• Task: Find each line in the data below that contains the string "along" and copy those lines out. Case counts when matching.

Data drawn from a collection
BEGIN

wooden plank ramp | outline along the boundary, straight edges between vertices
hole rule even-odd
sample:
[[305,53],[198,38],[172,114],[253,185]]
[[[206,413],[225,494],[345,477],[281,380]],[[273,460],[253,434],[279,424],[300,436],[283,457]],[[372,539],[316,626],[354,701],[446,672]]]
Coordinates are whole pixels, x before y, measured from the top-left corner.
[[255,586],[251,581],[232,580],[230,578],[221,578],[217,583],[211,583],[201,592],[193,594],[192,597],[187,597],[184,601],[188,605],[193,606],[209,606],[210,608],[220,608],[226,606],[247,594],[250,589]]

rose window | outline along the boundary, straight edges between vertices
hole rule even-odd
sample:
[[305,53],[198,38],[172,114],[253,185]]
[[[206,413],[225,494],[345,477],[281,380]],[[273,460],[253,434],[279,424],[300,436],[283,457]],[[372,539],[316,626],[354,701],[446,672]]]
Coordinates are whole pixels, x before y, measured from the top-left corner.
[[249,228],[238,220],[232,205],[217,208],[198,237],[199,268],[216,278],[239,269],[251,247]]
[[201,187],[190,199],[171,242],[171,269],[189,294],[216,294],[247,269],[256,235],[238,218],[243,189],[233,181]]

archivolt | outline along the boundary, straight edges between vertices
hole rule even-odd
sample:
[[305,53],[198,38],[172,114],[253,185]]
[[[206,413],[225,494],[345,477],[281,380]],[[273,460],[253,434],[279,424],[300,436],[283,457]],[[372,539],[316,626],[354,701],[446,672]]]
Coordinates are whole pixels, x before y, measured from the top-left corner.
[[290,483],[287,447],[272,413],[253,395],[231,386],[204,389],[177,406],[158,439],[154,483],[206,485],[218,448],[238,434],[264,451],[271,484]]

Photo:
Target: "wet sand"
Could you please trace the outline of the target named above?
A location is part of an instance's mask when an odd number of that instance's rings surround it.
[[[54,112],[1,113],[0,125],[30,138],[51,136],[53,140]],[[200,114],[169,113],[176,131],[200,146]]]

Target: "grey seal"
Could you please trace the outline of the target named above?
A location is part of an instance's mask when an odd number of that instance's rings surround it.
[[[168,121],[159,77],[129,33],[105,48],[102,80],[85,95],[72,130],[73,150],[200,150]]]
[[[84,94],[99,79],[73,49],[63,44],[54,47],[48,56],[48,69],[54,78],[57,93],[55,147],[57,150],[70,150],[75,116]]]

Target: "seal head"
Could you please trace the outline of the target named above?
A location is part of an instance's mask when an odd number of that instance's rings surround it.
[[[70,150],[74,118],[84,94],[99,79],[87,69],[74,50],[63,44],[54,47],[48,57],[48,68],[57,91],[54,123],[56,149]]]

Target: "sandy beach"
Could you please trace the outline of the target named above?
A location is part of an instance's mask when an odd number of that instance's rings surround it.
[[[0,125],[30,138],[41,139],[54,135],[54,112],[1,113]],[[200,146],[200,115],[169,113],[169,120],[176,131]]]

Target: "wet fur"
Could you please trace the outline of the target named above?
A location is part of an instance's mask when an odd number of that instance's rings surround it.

END

• Result below:
wooden plank ramp | outline along the boundary, straight edges between vertices
rose window | outline along the boundary, straight edges between vertices
archivolt | outline along the boundary, straight edges between vertices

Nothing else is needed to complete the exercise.